ARTICLE =
-- BEGIN --

Monday, December 26, 2011

Possible opening?

What do you think of the text below, or some revision of it, as a possible opener for the book? For sure I plan on using something like as opener for a keynote I am giving in the UK in July 2012.

"Imagine if it were different. Imagine if we started with equality and saw all people as valuable and worthy. Imagine if everybody counted and that by everybody, we mean everybody. Imagine if teachers and students were all learners in robust communities of learners where we all worked together to build knowledge and meaning. Imagine.
Imagine children and youth (and community members, teachers, administrators) drawing from a range of institutions (schools, museums, business, social service agencies) to solve local problems/issues all while produsing knowledge in the service of a public good that they themselves have constructed? Imagine a space where learners develop metaawareness and metadiscourse about their learning, the social problems at play, the potential solutions, and their consequences. Imagine that outdated autonomous school knowledges are transformed to be relevant in real communities and for the public good? Imagine"

-- END --

DATASET EXCERPT =

-- BEGIN --

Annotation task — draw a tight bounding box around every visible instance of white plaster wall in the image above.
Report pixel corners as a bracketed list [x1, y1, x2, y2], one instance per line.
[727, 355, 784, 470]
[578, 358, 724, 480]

-- END --

WHAT IS BEING ASKED = When does the blog post say the writer will give a keynote in the UK? The data that comes after the blog post is separate material, unrelated to it.

SOLUTION FOR THIS EXERCISE = July 2012.